= Information provided =
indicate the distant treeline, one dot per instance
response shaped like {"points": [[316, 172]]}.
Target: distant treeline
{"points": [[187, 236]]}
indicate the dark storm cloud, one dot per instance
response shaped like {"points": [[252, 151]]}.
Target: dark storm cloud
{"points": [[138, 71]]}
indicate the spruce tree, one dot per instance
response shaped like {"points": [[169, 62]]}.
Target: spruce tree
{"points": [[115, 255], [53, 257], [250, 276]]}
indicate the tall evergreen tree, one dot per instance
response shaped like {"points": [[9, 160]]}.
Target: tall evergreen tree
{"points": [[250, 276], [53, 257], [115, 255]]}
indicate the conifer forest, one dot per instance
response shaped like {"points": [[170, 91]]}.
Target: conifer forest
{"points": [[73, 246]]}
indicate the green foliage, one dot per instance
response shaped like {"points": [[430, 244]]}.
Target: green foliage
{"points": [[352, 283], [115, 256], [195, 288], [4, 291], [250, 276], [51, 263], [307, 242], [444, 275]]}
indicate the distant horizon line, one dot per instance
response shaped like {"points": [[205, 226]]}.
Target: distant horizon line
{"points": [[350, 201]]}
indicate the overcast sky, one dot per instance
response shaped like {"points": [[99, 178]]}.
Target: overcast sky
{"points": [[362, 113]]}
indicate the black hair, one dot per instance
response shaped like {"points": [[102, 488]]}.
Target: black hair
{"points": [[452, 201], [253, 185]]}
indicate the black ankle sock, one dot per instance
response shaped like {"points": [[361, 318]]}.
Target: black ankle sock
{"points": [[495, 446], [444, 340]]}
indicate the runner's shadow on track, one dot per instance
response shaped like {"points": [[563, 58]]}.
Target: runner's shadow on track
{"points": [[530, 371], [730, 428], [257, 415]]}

= What you need to do =
Select, from the listing, all lines that include the word "shaped".

= Answer to this exercise =
response shaped like {"points": [[316, 172]]}.
response shaped like {"points": [[252, 151]]}.
response shaped like {"points": [[169, 62]]}.
response shaped like {"points": [[9, 160]]}.
response shaped like {"points": [[170, 91]]}.
response shaped like {"points": [[430, 244]]}.
response shaped like {"points": [[205, 226]]}.
response shaped like {"points": [[99, 178]]}.
response shaped like {"points": [[102, 488]]}.
response shaped like {"points": [[361, 318]]}.
response shaped like {"points": [[563, 58]]}.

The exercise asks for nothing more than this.